**Things to do:**
A) In the Secretary of State passage, where has former President Eric Dunn retired to?
B) Write the next part of the Secretary of State passage, picking up right after its final sentence.

**Supplied passage:**
# # # #

An even more salient difference is that Ellen isn’t a politician, or a diplomat. Before she was tapped for the Cabinet, she was head of an international media empire: “television networks, an all-news channel, websites, and newspapers.” (Her daughter has taken over that enterprise.)
Ellen is smart, well-informed and well-connected — but she is starting an enormously important job without any experience at it.
That’s not an accident. She’s been appointed by the new president, Douglas Williams, even though the two are bitter enemies. During the primaries, she threw the weight of her media outlets against him and in favor of his opponent. Now he’s named her Secretary of State, and she’s trying to decide whether he’s assembling a Lincolnesque Team of Rivals or setting her up for spectacular failure.
As the book begins, she’s leaning toward the latter, as she races home from a diplomatic debacle in South Korea to attend Williams’ first State of the Union address (for which she arrives late, in muddy shoes).
Any new administration has a learning curve, but this one has a much steeper than usual climb. The United States is coming off “four years of chaos,” and Williams has “inherited a bureaucracy crippled by, populated by, the incompetents of the previous administration.”
That would be the administration of former President Eric Dunn, who after a term of “ego-driven and uninformed and downright dangerous” decisions is now restlessly retired to Palm Beach. (Some characters in this book are barely veiled at all.)

# # # #

Region pointing data:

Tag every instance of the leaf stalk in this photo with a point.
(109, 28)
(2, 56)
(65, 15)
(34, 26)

# # # #

**Answers to each task:**
A) Palm Beach

B)
But Ellen, Williams and the rest of the administration are going to have to get up to speed fast. Not long after the State of the Union, a bomb blows up on a bus in London. The next day, a bomb blows up on a bus in Paris. Dozens dead, hundreds wounded. Strangely, no one claims responsibility.
A young woman named Anahita Nahir, a lower-level employee at the State Department, received a cryptic text the night before the first bombing, a string of numbers sent from a blocked source. Her supervisor shrugged it off as spam, but she wrote the numbers down before she deleted it — and she soon realizes they are related to the bombs, and to one yet to go off. She knows she has to get the information to Ellen.
That is very much only the beginning. Ellen will spend the rest of the book hurtling around the globe from one city to another, racing the clock to find out who is behind the bombings. Everything seems to lead to a ruthless arms dealer named Bashir Shah, “a one-stop shop, a kind of Walmart of weapons, selling not just the materials but the technology.”
Shah (with whom Ellen has a history) was imprisoned, but now he’s not, and he seems to have access to nuclear materials. The truly scary question is: Who are his customers?
Every new discovery is more terrifying than the last, and what adds an extra layer of dread is that we know Clinton actually held this job. As each appalling detail emerged, I found myself wondering whether it had really happened.
One of the strongest elements in the book is its depiction of Ellen’s longtime friendship with her counselor, Betsy Jameson, who looks like Beaver Cleaver’s mom but has a much saltier vocabulary. They met on their first day of school, Ellen the cherished daughter of a happy family, Betsy even at age 5 the survivor of horrific abuse. “From that day forward, Ellen and Betsy were almost inseparable. Ellen taught Betsy that goodness existed, and Betsy taught Ellen how to kick attackers in the nuts.”
They’re still supporting each other, telling each other nerdy jokes and occasionally saving each other’s lives. In a White House, and a wider world, where it’s often impossible to tell unlikely friends from even more unlikely enemies, their solid friendship is essential.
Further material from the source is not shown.